### DATA ROWS ###
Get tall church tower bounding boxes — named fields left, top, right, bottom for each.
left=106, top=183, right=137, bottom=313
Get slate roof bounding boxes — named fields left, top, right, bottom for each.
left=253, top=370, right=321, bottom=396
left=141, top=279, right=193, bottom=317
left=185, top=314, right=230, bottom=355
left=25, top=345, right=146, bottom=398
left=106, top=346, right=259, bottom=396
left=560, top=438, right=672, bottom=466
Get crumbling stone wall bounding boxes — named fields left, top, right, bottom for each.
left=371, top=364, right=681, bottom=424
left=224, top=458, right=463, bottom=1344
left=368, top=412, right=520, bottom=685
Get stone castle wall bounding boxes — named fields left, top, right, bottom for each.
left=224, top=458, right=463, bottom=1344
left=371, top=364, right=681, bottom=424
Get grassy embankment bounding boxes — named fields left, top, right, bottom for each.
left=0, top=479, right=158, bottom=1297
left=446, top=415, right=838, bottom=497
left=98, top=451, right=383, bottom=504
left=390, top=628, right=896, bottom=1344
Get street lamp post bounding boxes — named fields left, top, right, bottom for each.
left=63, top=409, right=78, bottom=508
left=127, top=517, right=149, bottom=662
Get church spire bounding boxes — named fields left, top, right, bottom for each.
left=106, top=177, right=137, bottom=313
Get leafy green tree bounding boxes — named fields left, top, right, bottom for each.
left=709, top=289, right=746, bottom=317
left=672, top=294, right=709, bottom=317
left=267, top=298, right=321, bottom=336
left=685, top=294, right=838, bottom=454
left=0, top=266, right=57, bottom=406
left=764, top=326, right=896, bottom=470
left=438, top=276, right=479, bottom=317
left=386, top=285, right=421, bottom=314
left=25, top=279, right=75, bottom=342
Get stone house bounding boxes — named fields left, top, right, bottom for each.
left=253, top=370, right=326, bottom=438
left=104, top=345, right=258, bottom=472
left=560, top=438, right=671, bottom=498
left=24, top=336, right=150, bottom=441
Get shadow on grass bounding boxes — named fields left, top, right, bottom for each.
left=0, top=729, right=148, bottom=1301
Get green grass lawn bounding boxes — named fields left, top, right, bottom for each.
###
-- GOAL OF THE EXERCISE --
Pick out each line in the records that contains the string "bounding", matching uppercase and lowercase exactly.

-- FINISHED ANSWER --
Get tall church tower bounding boxes — named fields left, top, right, bottom for each.
Get slate roof bounding boxes — named fields left, top, right, bottom for each.
Get crumbling stone wall bounding boxes — named fields left, top, right, bottom for each.
Get stone castle wall bounding boxes — named fields left, top, right, bottom for each.
Get grassy embankment bounding boxes — named fields left, top, right, bottom for each.
Get street lamp post bounding boxes — named fields left, top, right, bottom for each.
Get church spire bounding boxes — named fields left, top, right, bottom for each.
Get leafy green tree bounding boxes — named fields left, top, right, bottom for each.
Get stone house bounding boxes — named fields left, top, right, bottom for each.
Get shadow on grass bounding boxes — named fields left, top, right, bottom for each.
Get green grass lawn bounding boxes — named fields left, top, right, bottom for each.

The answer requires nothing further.